### Problem requirements:
Could you write out all the entries below again, switching each "building facade" to "building front" and leaving every other word unchanged?

──────

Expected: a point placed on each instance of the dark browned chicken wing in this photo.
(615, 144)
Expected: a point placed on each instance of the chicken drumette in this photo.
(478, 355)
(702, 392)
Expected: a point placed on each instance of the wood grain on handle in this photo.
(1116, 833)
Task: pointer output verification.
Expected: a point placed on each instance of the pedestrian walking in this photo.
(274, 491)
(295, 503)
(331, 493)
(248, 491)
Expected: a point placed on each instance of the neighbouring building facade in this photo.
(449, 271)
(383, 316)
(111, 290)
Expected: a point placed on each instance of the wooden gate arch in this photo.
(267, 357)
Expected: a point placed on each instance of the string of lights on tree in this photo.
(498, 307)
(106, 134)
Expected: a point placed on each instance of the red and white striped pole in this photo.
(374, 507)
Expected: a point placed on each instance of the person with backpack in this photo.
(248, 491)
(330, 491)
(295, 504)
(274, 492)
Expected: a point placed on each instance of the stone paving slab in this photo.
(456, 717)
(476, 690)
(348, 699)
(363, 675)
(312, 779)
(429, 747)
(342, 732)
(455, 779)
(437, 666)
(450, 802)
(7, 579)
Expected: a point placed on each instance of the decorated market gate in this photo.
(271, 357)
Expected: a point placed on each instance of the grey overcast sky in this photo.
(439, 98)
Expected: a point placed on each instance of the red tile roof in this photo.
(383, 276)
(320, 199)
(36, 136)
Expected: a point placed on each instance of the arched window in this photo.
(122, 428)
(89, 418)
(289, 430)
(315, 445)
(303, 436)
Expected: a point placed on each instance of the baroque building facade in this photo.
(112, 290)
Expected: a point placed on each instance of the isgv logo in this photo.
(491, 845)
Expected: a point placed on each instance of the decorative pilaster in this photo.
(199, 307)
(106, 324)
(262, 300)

──────

### Full answer:
Expected: a point placed on each instance of the dark browned chicken wing in this photo.
(615, 144)
Expected: a point placed on each instance of the chicken drumette in this photo.
(478, 355)
(702, 392)
Expected: a point placed on each instance of the wood grain on handle in this photo.
(1116, 833)
Task: pointer output verification.
Expected: a point placed on each instance of the pedestrian walking in this photo.
(274, 491)
(295, 503)
(331, 493)
(248, 491)
Expected: a point placed on each instance of the neighbouring building front in this photo.
(449, 271)
(383, 316)
(111, 290)
Expected: a point placed on each instance of the wooden gate arch in this photo.
(267, 357)
Expected: a point placed on each instance of the string of lights on tree in this photo.
(498, 307)
(106, 134)
Expected: a point placed on each instance of the red and white striped pole in this photo.
(374, 507)
Expected: a point placed on each instance of the person with backpack in this photo.
(248, 491)
(330, 491)
(295, 504)
(274, 492)
Expected: a point placed on each instance of the stone paving slab in this photo.
(456, 717)
(476, 690)
(348, 699)
(363, 675)
(312, 779)
(429, 747)
(342, 732)
(455, 779)
(437, 666)
(450, 802)
(7, 579)
Expected: a point placed on each instance of the decorated market gate in this photo.
(271, 357)
Expected: a point placed on each instance of the grey overcast sky in this photo.
(439, 98)
Expected: a point placed on each instance of the red tile roof in this photo.
(383, 276)
(320, 199)
(36, 136)
Expected: a point placed on each instance of the arched window in this photo.
(122, 428)
(89, 418)
(289, 430)
(315, 445)
(303, 436)
Expected: a point placed on each instance of the baroque building front in this photo.
(112, 290)
Expected: a point placed on each instance of the isgv logo in this photo.
(491, 845)
Expected: a point placed on each instance of the decorative pilaster in this photo.
(199, 307)
(106, 324)
(262, 300)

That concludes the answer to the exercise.